▶ [SET EXERCISE 1]: Please copy everything in the interventionism passage from "In the case" down to "sold at the prescribed price.", word for word.
▶ [SET EXERCISE 2]: Write the next part of the interventionism passage, picking up right after its final sentence.
[START TEXT PROVIDED]
Liberalism: In the Classical Tradition

5. Interventionism

The socialist ideal is now beginning to lose more and more of its adherents. The penetrating economic and sociological investigations of the problems of socialism that have shown it to be impracticable have not remained without effect, and the failures in which socialist experiments everywhere have ended have disconcerted even its most enthusiastic supporters. Gradually people are once more beginning to realize that society cannot do without private property. Yet the hostile criticism to which the system of private ownership of the means of production has been subjected for decades has left behind such a strong prejudice against the capitalist system that, in spite of their knowledge of the inadequacy and impracticability of socialism, people cannot make up their minds to admit openly that they must return to liberal views on the question of property. To be sure, it is conceded that socialism, the communal ownership of the means of production, is altogether, or at least for the present, impracticable. But, on the other hand, it is asserted that unhampered private ownership of the means of production is also an evil. Thus people want to create a third way, a form of society standing midway between private ownership of the means of production, on the one hand, and communal ownership of the means of production, on the other. Private property will be permitted to exist, but the ways in which the means of production are employed by the entrepreneurs, capitalists, and landowners will be regulated, guided, and controlled by authoritarian decrees and prohibitions. In this way, one forms the conceptual image of a regulated market, of a capitalism circumscribed by authoritarian rules, of private property shorn of its allegedly harmful concomitant features by the intervention of the authorities.

One can best acquire an insight into the meaning and nature of this system by considering a few examples of the consequences of government interference. The crucial acts of intervention with which we have to deal aim at fixing the prices of goods and services at a height different from what the unhampered market would have determined.

In the case of prices formed on the unhampered market, or which would have been formed in the absence of interference on the part of the authorities, the costs of production are covered by the proceeds. If a lower price is decreed by the government, the proceeds will fall short of the costs. Merchants and manufacturers will, therefore, unless the storage of the goods involved would cause them to deteriorate rapidly in value, withhold their merchandise from the market in the hope of more favorable times, perhaps in the expectation that the government order will soon be rescinded. If the authorities do not want the goods concerned to disappear altogether from the market as a result of their interference, they cannot limit themselves to fixing the price; they must at the same time also decree that all stocks on hand be sold at the prescribed price.

But even this does not suffice. At the price determined on the unhampered market, supply and demand would have coincided. Now, because the price was fixed lower by government decree, the demand has increased while the supply has remained unchanged. The stocks on hand are not sufficient to satisfy fully all who are prepared to pay the prescribed price. A part of the demand will remain unsatisfied. The mechanism of the market, which otherwise tends to equalize supply and demand by means of price fluctuations, no longer operates. Now people who would have been prepared to pay the price prescribed by the authorities must leave the market with empty hands. Those who were in line earlier or who were in a position to exploit some personal connection with the sellers have already acquired the whole stock; the others have to go unprovided. If the government wishes to avoid this consequence of its intervention, which runs counter to its intentions, it must add rationing to price control and compulsory sale: a governmental regulation must determine how much of a commodity may be supplied to each individual applicant at the prescribed price.
[END TEXT PROVIDED]
[START GIVEN ENTRIES]
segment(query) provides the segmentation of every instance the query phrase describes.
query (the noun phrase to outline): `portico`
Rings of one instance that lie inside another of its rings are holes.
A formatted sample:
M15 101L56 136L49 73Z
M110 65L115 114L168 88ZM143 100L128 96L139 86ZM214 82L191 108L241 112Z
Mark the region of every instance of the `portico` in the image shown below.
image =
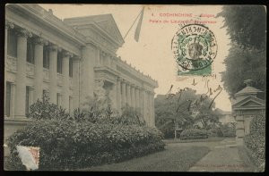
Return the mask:
M139 109L154 126L158 83L117 56L123 43L110 14L62 21L37 4L7 5L5 122L25 119L30 105L44 94L73 112L101 88L108 92L112 108L118 113L126 105Z

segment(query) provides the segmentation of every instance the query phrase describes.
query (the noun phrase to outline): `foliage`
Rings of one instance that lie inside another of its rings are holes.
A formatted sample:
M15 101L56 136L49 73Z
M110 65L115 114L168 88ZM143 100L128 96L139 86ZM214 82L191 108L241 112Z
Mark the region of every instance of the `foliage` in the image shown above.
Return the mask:
M161 150L161 131L147 126L40 120L13 133L8 146L10 158L17 157L16 145L39 147L39 170L69 170Z
M156 127L165 138L172 138L175 128L189 129L202 123L203 129L210 129L218 123L218 113L212 109L214 104L208 108L212 99L202 96L205 97L187 88L176 94L159 95L155 98Z
M111 108L108 96L104 96L100 99L97 95L94 95L93 97L88 96L86 99L82 109L75 109L74 112L73 118L76 122L87 121L92 123L145 125L140 109L134 109L126 105L122 107L122 113L119 114Z
M218 16L224 17L231 45L221 80L230 96L242 89L243 80L253 80L254 87L265 91L266 13L262 5L227 5Z
M198 138L207 138L207 131L199 129L187 129L181 132L180 139L198 139Z
M242 50L239 46L231 44L229 54L224 60L226 71L221 80L230 96L245 88L243 80L252 80L253 86L265 91L266 88L265 51L256 49Z
M244 138L250 157L257 165L265 161L265 117L257 115L250 122L250 133Z
M226 5L218 14L225 18L224 26L232 42L243 47L265 46L266 10L262 5Z
M65 109L49 103L49 98L46 94L43 96L42 100L38 99L36 103L30 106L30 113L26 116L34 120L70 119L70 115L65 113Z
M236 123L230 122L221 125L223 137L236 137Z
M213 128L207 131L208 136L210 137L223 137L223 132L221 128Z

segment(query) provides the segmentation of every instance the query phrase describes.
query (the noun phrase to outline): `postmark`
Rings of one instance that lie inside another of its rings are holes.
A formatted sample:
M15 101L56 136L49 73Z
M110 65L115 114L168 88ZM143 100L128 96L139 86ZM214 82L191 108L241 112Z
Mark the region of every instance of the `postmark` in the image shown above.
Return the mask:
M210 76L218 46L214 34L204 25L187 24L179 29L171 42L178 63L178 76Z

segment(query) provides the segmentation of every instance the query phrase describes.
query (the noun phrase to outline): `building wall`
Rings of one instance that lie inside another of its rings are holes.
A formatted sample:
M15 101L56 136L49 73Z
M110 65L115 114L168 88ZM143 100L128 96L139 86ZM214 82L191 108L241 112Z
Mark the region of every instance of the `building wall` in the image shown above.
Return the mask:
M101 18L104 17L107 18ZM7 34L11 30L16 33L16 56L7 54ZM105 31L95 32L108 35ZM10 114L6 118L25 118L27 95L30 105L41 98L45 91L51 103L58 103L72 112L81 106L86 96L92 96L95 90L104 89L109 93L112 106L119 113L128 104L139 108L146 123L154 126L153 96L157 81L115 56L120 42L101 41L106 47L98 43L99 38L94 40L84 35L87 34L63 23L38 5L7 5L4 86L7 88L8 82L11 96ZM30 40L34 46L34 63L26 61L27 41ZM43 67L44 46L49 48L49 69ZM57 54L62 54L61 73L56 71ZM69 61L73 64L73 77L69 77ZM8 130L7 127L4 130Z

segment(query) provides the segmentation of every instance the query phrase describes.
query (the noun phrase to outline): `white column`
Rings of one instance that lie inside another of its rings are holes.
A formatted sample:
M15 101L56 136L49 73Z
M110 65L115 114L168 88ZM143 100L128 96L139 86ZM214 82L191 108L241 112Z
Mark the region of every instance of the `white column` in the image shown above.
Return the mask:
M69 59L72 54L69 52L64 52L63 57L63 87L62 87L62 107L69 109Z
M12 118L15 117L15 101L16 101L16 85L15 83L11 83L11 102L10 102L10 116Z
M69 96L69 113L73 113L73 96Z
M121 106L124 107L126 105L126 84L125 80L122 81L121 89L122 89Z
M131 90L130 90L130 85L126 84L126 103L129 106L131 106Z
M80 69L81 73L81 93L80 93L80 103L85 102L87 96L93 96L94 91L94 65L95 58L98 54L98 49L88 44L82 49L82 59Z
M148 101L147 101L147 93L143 89L143 119L146 122L146 124L149 125L149 114L148 114Z
M49 101L56 105L57 94L57 46L49 46Z
M20 30L17 38L17 74L16 74L16 100L15 117L25 117L26 99L26 54L27 38L29 32L25 29Z
M35 79L34 79L34 102L42 99L43 92L43 39L35 38Z
M135 108L135 96L134 96L134 87L132 85L131 87L131 106Z
M154 92L152 92L152 126L155 126L155 103L154 103L155 99L154 99Z
M73 58L73 108L80 107L80 61L78 57Z
M154 111L154 107L153 107L153 99L152 99L152 93L149 92L149 109L150 109L150 122L151 122L151 126L154 126L154 117L153 117L153 111Z
M139 90L137 88L134 89L134 97L135 97L135 108L139 108Z
M100 51L98 49L97 50L97 56L96 56L96 65L100 66Z
M110 98L111 98L111 103L112 103L112 108L117 109L117 80L116 82L112 85L111 90L110 90Z
M5 26L4 26L4 114L5 115L6 113L5 113L5 96L6 96L6 94L5 94L5 88L6 88L6 61L7 61L7 32L8 32L8 29L9 29L9 24L7 22L5 22Z
M34 103L34 88L29 88L29 107Z
M117 111L121 113L121 85L120 85L120 79L117 79Z

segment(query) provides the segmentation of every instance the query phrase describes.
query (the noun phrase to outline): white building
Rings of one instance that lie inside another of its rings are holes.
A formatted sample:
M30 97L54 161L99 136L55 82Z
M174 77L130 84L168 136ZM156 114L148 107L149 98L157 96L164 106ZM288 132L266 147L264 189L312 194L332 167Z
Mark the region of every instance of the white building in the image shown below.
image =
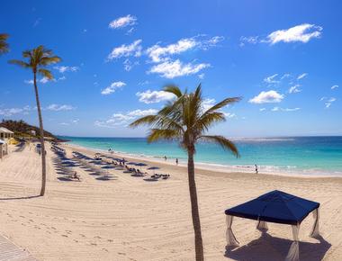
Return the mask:
M0 140L10 140L11 138L14 138L14 132L11 131L10 130L0 127Z
M0 159L4 158L4 155L8 154L8 145L6 141L0 140Z

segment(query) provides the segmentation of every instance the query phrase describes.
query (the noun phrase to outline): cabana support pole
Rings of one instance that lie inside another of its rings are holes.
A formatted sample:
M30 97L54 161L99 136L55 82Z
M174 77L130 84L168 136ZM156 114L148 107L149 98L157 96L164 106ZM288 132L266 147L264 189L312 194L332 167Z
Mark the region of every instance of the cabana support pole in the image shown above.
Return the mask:
M313 218L315 220L315 222L313 223L311 233L310 233L310 236L311 238L316 238L320 236L320 208L317 208L312 212Z
M267 231L268 230L267 223L263 220L257 220L256 230L260 231Z
M299 230L300 224L292 225L292 234L293 234L293 242L291 244L289 252L287 253L287 256L285 261L299 261Z
M226 221L227 221L227 231L226 231L227 246L237 247L238 246L239 243L235 238L233 230L231 230L233 216L227 215Z

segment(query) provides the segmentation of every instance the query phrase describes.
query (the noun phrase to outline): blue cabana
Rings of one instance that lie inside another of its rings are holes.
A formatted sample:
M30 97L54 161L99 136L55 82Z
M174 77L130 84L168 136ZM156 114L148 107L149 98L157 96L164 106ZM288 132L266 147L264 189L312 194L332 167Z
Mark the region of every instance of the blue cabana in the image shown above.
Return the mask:
M227 215L227 243L229 246L238 246L231 224L233 216L257 220L258 230L267 230L266 222L292 225L293 243L292 244L286 260L299 260L298 233L302 221L313 212L315 222L311 237L319 235L319 208L320 203L295 195L274 190L254 200L225 211Z

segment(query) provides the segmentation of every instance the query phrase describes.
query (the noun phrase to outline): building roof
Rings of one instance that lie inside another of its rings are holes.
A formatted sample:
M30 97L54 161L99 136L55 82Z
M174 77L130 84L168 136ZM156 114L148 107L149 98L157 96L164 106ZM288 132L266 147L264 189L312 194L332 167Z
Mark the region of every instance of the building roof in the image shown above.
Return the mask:
M8 130L4 127L0 127L0 132L1 133L11 133L11 134L14 133L14 131L11 131L10 130Z
M319 207L319 202L274 190L226 210L225 213L256 220L295 225Z

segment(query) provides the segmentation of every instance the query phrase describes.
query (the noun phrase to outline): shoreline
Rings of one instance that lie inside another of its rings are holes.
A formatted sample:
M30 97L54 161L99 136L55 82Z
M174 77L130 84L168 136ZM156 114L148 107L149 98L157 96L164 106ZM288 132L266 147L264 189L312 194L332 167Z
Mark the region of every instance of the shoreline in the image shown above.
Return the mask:
M63 146L68 146L69 148L75 148L75 149L80 148L80 149L86 149L90 150L94 153L102 153L106 156L110 157L117 157L117 158L130 158L130 161L134 160L140 160L140 161L146 161L149 163L154 164L161 164L166 165L169 166L176 166L175 162L171 161L166 161L163 159L163 158L158 158L153 156L147 156L147 155L139 155L139 154L132 154L132 153L126 153L122 151L115 151L112 150L112 153L108 152L108 150L101 149L101 148L89 148L85 147L77 144L73 144L72 141L65 142L62 144ZM186 164L180 161L178 164L178 166L186 167ZM252 171L249 171L249 168L252 169ZM220 172L223 174L230 174L230 173L241 173L241 174L250 174L250 175L256 175L254 171L254 166L241 166L241 167L233 166L226 166L221 164L214 164L214 163L203 163L203 162L195 162L195 169L202 170L202 171L212 171L212 172ZM266 176L286 176L286 177L302 177L302 178L341 178L341 175L333 175L333 174L317 174L317 173L308 173L303 174L300 172L295 171L277 171L275 169L270 169L269 171L260 170L257 175L266 175Z

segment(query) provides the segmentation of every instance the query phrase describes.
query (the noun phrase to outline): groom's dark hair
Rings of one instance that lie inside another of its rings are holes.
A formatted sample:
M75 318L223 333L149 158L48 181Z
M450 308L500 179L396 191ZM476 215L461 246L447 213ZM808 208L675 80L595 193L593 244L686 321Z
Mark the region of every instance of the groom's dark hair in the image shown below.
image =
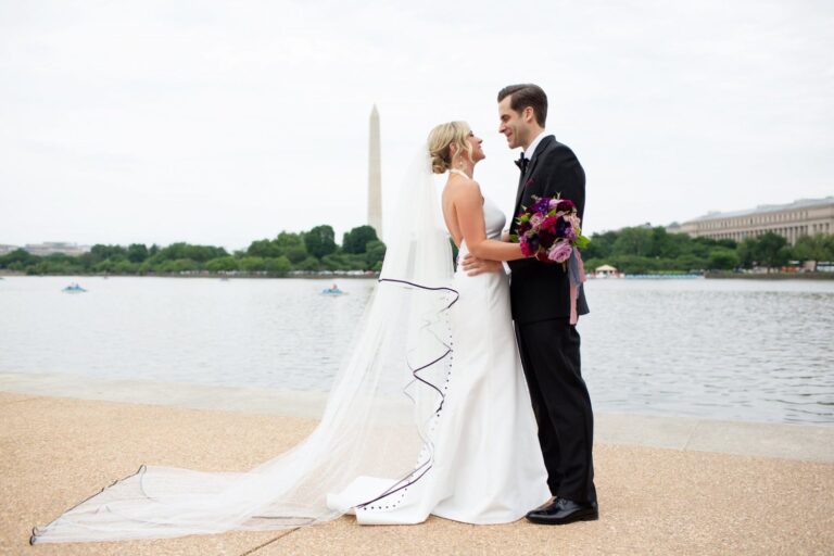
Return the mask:
M509 96L509 108L515 112L521 113L527 106L533 109L535 123L544 127L547 121L547 96L541 87L531 83L522 85L508 85L498 91L498 102Z

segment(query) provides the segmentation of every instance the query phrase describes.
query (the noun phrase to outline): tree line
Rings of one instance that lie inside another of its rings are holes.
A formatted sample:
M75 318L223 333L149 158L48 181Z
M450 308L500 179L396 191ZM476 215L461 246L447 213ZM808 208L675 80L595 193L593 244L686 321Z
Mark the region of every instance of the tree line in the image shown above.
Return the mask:
M819 261L834 261L834 236L804 236L791 247L773 232L736 242L669 233L661 226L632 227L593 233L582 257L587 270L608 264L626 274L779 269L808 261L816 269Z
M178 275L187 273L286 276L292 271L379 271L386 245L370 226L345 232L337 244L333 228L282 231L273 239L253 241L245 250L172 243L167 247L132 243L93 245L77 256L37 256L18 249L0 256L0 269L30 275ZM632 227L593 233L582 256L589 270L604 264L626 274L700 273L781 268L788 262L834 261L834 236L804 236L791 247L782 236L768 232L741 242L691 238L664 227Z
M131 243L96 244L80 255L45 256L17 249L0 256L0 268L28 275L180 275L244 274L287 276L292 271L379 271L386 245L370 226L346 231L342 244L333 228L316 226L308 231L281 231L273 239L253 241L240 251L179 242L167 247Z

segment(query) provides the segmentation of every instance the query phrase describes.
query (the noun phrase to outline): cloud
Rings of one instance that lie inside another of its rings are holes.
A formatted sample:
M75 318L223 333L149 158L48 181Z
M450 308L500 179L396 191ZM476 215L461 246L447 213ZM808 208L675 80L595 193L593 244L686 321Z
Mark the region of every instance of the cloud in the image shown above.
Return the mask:
M38 2L0 5L0 243L244 247L365 222L432 125L484 139L535 81L589 176L589 231L832 194L834 9L810 2ZM390 226L391 223L387 223Z

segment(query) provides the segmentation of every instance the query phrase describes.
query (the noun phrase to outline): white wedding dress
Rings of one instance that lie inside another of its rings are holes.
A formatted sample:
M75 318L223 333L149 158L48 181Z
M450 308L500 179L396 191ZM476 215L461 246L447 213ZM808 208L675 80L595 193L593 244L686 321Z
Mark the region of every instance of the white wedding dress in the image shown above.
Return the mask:
M544 503L507 277L453 271L428 147L397 204L379 283L309 437L248 470L142 465L30 542L292 529L345 513L359 523L502 523ZM497 239L505 218L490 201L484 222Z
M506 218L484 200L486 236L500 239ZM458 260L468 253L460 245ZM520 519L549 497L547 471L516 345L504 273L475 277L459 269L450 320L453 359L443 409L432 424L433 465L395 495L355 507L394 481L359 477L328 504L363 525L408 525L430 514L488 525ZM388 500L388 498L392 500Z

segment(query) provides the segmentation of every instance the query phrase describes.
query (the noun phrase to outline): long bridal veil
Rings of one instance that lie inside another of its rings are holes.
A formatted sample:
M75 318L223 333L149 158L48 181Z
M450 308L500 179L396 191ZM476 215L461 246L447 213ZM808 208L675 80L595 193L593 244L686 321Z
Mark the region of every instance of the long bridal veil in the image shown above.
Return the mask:
M324 416L299 445L254 469L139 470L35 528L33 543L156 539L333 519L358 476L390 478L356 507L395 503L432 466L429 431L452 361L452 253L428 149L406 172L379 282ZM218 446L222 450L222 446Z

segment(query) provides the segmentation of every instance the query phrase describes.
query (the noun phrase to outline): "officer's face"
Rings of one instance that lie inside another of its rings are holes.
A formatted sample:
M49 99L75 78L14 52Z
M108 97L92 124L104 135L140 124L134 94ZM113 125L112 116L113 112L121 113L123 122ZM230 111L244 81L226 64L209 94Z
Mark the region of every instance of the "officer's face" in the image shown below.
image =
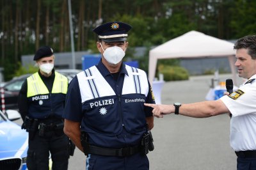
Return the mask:
M51 56L47 58L42 58L36 61L39 65L52 63L54 64L54 56Z
M237 68L240 77L249 79L256 73L256 59L252 59L246 49L237 49L236 58L237 61L235 66Z
M125 52L125 50L128 46L128 42L104 42L104 41L101 41L101 45L102 45L102 48L104 50L106 50L106 49L109 47L116 46L120 47L121 49L123 49L124 51ZM97 47L99 49L99 51L101 54L103 54L104 50L102 50L102 48L101 48L100 42L97 43Z

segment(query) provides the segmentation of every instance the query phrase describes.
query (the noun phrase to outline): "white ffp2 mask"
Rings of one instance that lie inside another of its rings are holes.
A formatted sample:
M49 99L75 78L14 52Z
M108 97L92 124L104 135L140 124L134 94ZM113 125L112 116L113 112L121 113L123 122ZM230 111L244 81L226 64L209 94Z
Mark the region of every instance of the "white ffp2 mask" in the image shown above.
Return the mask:
M45 63L39 65L39 68L44 73L49 74L53 69L54 65L52 63Z
M100 46L103 49L101 44ZM116 46L111 47L106 49L105 50L103 49L103 50L104 51L103 56L110 64L116 65L122 61L125 55L123 49Z

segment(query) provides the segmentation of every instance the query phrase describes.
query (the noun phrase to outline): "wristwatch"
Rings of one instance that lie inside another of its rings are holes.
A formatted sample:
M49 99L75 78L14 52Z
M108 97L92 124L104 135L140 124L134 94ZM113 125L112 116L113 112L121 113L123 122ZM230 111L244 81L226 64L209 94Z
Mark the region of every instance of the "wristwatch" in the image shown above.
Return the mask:
M181 104L176 102L173 104L174 107L175 107L175 111L174 113L175 114L179 114L179 109L180 108Z

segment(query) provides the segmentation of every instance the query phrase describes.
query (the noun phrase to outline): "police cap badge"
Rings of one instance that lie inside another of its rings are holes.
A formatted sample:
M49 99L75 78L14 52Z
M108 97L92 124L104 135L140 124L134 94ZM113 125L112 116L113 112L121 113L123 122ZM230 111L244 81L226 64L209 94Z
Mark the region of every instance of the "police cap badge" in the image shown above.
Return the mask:
M124 42L127 39L127 32L132 27L122 22L110 22L100 25L93 31L98 35L99 39L105 42Z

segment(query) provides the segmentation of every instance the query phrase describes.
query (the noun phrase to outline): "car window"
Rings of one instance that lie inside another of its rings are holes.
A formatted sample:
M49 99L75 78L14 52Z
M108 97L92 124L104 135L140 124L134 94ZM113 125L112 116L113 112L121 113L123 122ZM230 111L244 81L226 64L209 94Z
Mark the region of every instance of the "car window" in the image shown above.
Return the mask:
M0 114L0 122L1 122L1 121L4 121L4 118L2 116L2 114Z
M19 80L4 86L4 89L7 91L19 91L21 88L21 86L23 84L24 80Z

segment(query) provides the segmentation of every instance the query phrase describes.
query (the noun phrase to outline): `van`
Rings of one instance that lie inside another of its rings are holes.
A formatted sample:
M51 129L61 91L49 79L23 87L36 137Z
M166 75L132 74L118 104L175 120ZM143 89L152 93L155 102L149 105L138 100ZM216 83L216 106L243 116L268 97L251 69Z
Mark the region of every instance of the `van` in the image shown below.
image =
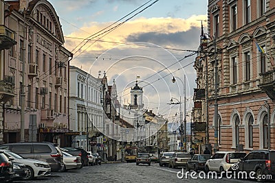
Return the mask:
M23 158L47 162L52 171L63 169L63 156L58 148L51 143L17 143L0 145L0 149L10 150Z

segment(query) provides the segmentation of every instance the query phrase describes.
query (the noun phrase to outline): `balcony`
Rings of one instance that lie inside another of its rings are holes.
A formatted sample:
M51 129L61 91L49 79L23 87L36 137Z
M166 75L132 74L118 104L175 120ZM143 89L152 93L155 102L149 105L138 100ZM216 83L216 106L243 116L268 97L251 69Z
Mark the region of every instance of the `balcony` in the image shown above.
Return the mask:
M268 97L275 101L275 69L260 74L261 76L258 87L264 91Z
M4 80L0 81L0 102L6 102L14 96L14 77L5 75Z
M37 73L37 65L36 64L29 64L29 72L28 73L30 78L36 77Z
M55 84L56 88L60 87L62 86L62 85L63 85L62 77L57 76L56 77L56 84Z
M206 89L194 88L194 101L202 100L206 98Z
M16 43L14 32L4 25L0 25L0 50L10 49Z

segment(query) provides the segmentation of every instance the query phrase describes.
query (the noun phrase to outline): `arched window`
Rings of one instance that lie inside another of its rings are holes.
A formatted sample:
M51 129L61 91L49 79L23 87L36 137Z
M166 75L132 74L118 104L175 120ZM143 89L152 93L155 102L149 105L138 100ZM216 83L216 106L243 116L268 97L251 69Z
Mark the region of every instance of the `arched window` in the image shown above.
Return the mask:
M219 115L218 117L218 143L219 145L221 145L221 116Z
M253 123L254 123L253 116L250 115L248 119L249 147L253 147Z
M236 117L235 119L235 141L236 141L236 145L239 144L240 143L240 118L239 116Z
M267 114L265 114L263 119L263 148L268 148L268 127L267 127Z

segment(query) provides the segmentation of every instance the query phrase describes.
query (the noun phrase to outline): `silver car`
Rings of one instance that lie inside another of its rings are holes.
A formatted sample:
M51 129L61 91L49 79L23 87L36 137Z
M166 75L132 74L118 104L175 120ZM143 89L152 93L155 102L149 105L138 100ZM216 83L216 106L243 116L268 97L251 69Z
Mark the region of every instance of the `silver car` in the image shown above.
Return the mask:
M174 154L175 152L164 152L163 155L160 158L160 166L162 167L164 165L168 165L170 158Z
M64 171L82 167L80 156L74 156L65 151L62 151L62 153L63 154Z
M8 150L0 150L8 158L13 159L12 162L23 164L28 169L23 180L33 180L35 178L48 176L51 175L51 168L47 162L33 159L25 159L22 156Z

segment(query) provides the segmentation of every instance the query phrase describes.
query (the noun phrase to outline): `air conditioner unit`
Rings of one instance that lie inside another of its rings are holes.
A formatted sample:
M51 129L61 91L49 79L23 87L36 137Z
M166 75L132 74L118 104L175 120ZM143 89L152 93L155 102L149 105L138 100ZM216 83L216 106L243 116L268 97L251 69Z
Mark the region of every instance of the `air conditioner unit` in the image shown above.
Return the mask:
M40 88L40 94L47 95L47 88L46 88L46 87Z
M6 83L14 85L14 84L15 84L15 77L14 76L10 76L10 75L5 75L4 81Z
M65 62L57 62L57 65L59 68L65 67Z
M54 117L54 110L48 110L47 111L47 117L53 118Z
M45 127L45 123L41 123L39 124L39 127Z

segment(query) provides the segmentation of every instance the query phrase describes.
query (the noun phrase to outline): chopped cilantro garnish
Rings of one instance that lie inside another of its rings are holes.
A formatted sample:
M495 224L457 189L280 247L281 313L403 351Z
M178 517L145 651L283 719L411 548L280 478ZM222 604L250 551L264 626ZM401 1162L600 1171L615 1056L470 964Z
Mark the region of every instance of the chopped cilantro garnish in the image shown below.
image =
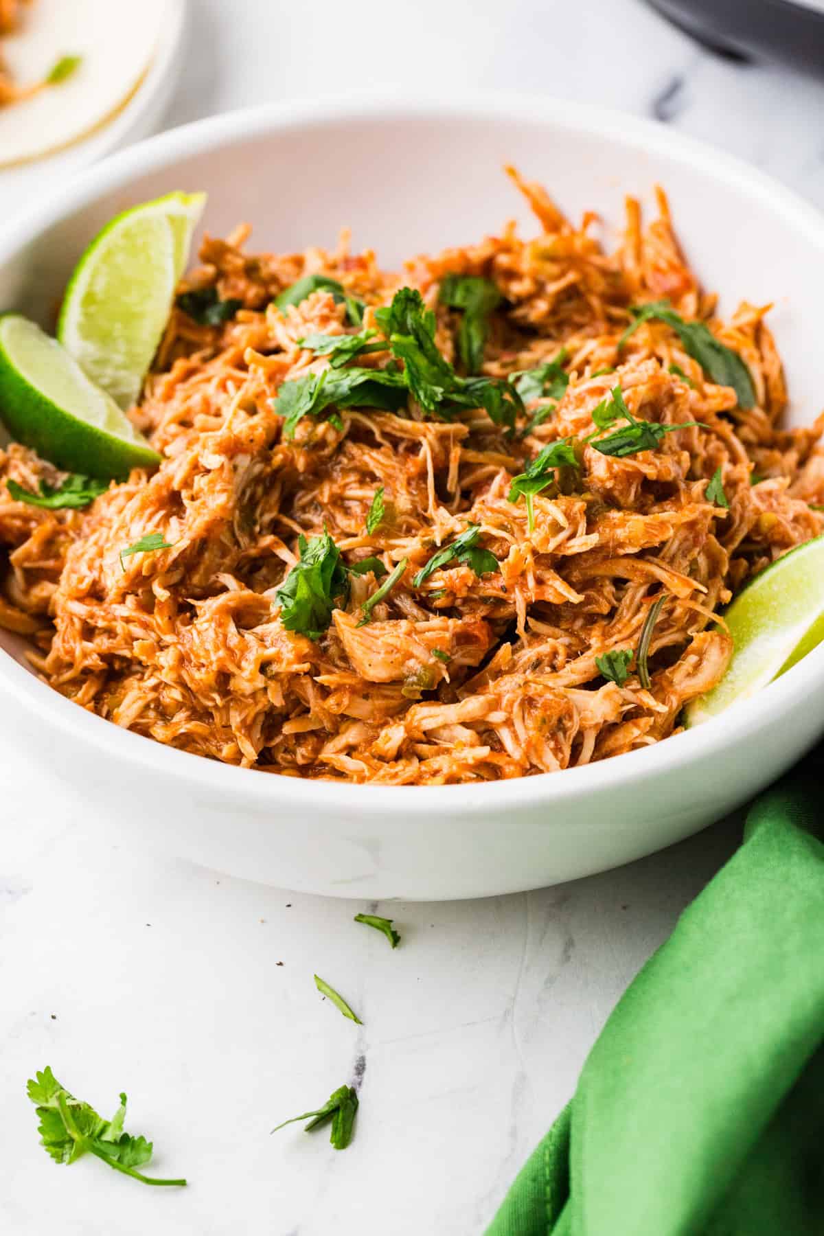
[END GIVEN ENTRIES]
▶ [ANSWER 1]:
In the case of prices formed on the unhampered market, or which would have been formed in the absence of interference on the part of the authorities, the costs of production are covered by the proceeds. If a lower price is decreed by the government, the proceeds will fall short of the costs. Merchants and manufacturers will, therefore, unless the storage of the goods involved would cause them to deteriorate rapidly in value, withhold their merchandise from the market in the hope of more favorable times, perhaps in the expectation that the government order will soon be rescinded. If the authorities do not want the goods concerned to disappear altogether from the market as a result of their interference, they cannot limit themselves to fixing the price; they must at the same time also decree that all stocks on hand be sold at the prescribed price.

▶ [ANSWER 2]:
But once the supplies already on hand at the moment of the government’s intervention are exhausted, an incomparably more difficult problem arises. Since production is no longer profitable if the goods are to be sold at the price fixed by the government, it will be reduced or entirely suspended. If the government wishes to have production continue, it must compel the manufacturers to produce, and, to this end, it must also fix the prices of raw materials and half-finished goods and the wages of labor. Its decrees to this effect, however, cannot be limited to only the one or the few branches of production that the authorities wish to regulate because they deem their products especially important. They must encompass all branches of production. They must regulate the price of all commodities and all wages. In short, they must extend their control over the conduct of all entrepreneurs, capitalists, landowners, and workers. If some branches of production are left free, capital and labor will flow into these, and the government will fail to attain the goal that it wished to achieve by its first act of intervention. But the object of the authorities is that there should be an abundance of production in precisely that branch of industry which, because of the importance they attach to its products, they have especially singled out for regulation. It runs altogether counter to their design that precisely in consequence of their intervention this branch of production should be neglected.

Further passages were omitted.